══ Text to read

EX-10.26 3 c49085exv10w26.htm EX-10.26

Exhibit 10.26

AMENDMENT REGARDING IRC § 409A
TO
EXECUTIVE EMPLOYMENT AGREEMENT

The Executive Employment Agreement (“Agreement”) entered into on January 28, 2004 by and among Thermadyne Holdings Corporation (“Holdings”), a Delaware corporation, and any and all the wholly owned subsidiaries of Holdings (collectively, “Employers”), and Paul Melnuk (“Employee”), is hereby amended as follows, effective as of January 1, 2005, such that, consistent with the intent of the parties, the Agreement will comply with relevant provisions of Section 409A of the Internal Revenue Code of 1986, as amended:

1. Capitalized terms used in this Amendment without definition have the meanings set forth in the Agreement.

2. Notwithstanding any term or condition in the Agreement to the contrary:

If the Employee is a “specified employee” (within the meaning of Section 409(a)(2)(B)(i) of the Internal Revenue Code of 1986, as amended, (“Code”)) at the time of his termination of employment with the Employers and is entitled to payments under the Agreement which are on account of “involuntary separation of service” within the meaning of Treasury Regulation Section 1.409A-1(n), amounts payable to the Employee, notwithstanding anything in this Agreement to the contrary, during the first six (6) consecutive months immediately following the month in which such termination of employment occurs shall be suspended after the total of such payments equal the lesser of the amount specified under Treasury Regulation 1.409A-1(a)(9)(iii)(A)(l) or (2). If the Employee is such a “specified employee” at the time of his termination of employment with the Employers and is entitled to payments under the Agreement which are not on account of such “involuntary separation of service”, amounts payable to the Employee, notwithstanding anything in this Agreement to the contrary, during the first six (6) consecutive months immediately following the month in which such termination of employment occurs shall be suspended. To the extent such payments payable during such six (6) month period are suspended as provided herein, such amounts shall be paid in a single sum as of the first regular payroll date of the applicable entity of Holdings, immediately following the last day of the sixth consecutive month immediately following the month in which such termination of employment occurs, along with interest on such suspended amounts at the rate of twelve percent (12%) per annum from the date such amounts would have otherwise been paid but to the date they are paid. Payments otherwise payable after such six (6) month period shall be made as otherwise provided in this Agreement.

════

* [Parts of the exercise]:
1 - In the amendment, what annual interest rate applies to payments that are suspended during the six-month period?
2 - List every term that the amendment defines by giving it a quoted label in parentheses.
Answer using only the amendment.

══ Data excerpt

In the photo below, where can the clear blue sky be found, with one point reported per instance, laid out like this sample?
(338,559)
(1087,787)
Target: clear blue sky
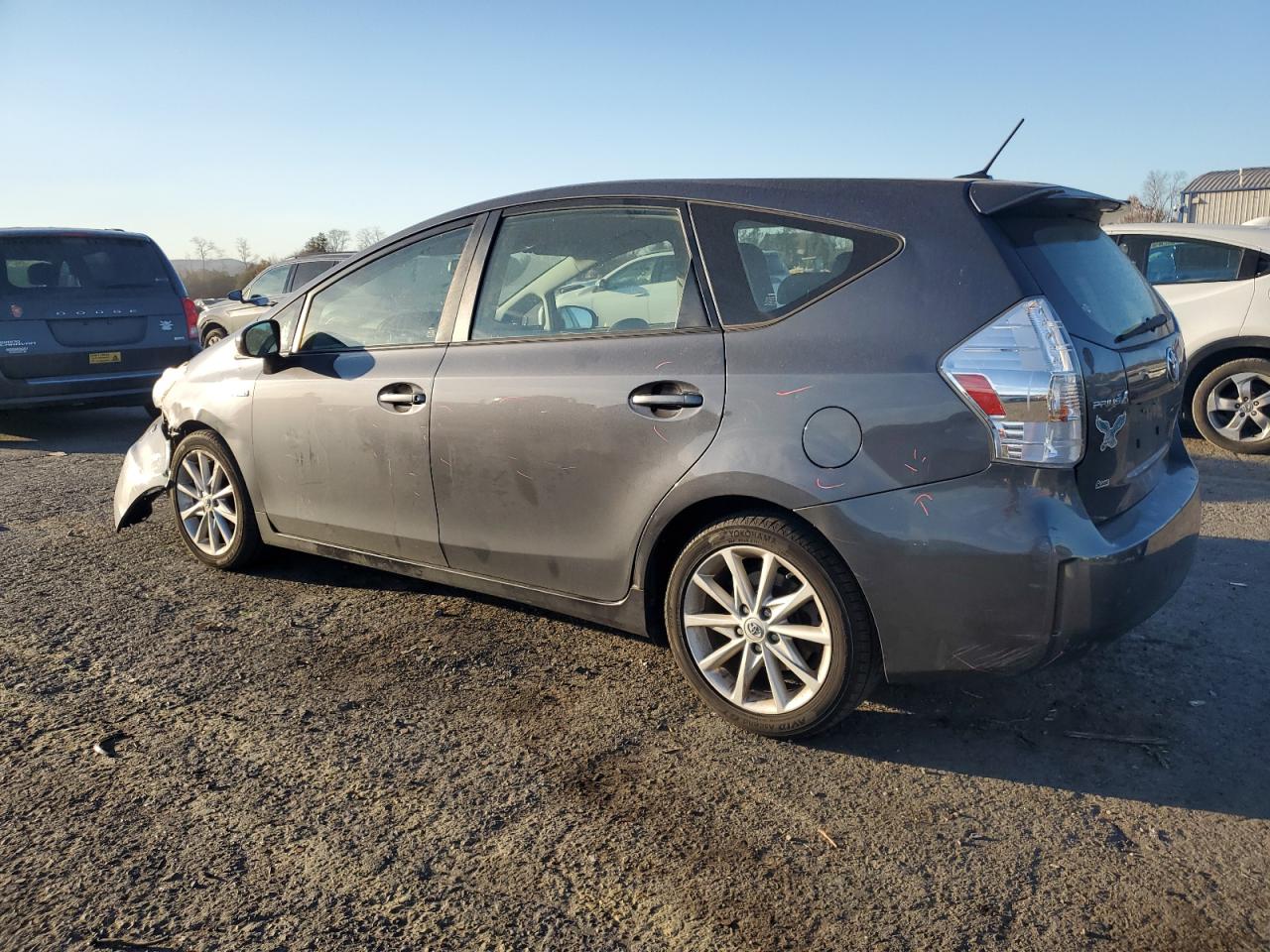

════

* [Solutions]:
1 - Twelve percent (12%) per annum.

2 - Agreement, Holdings, Employers, Employee, Code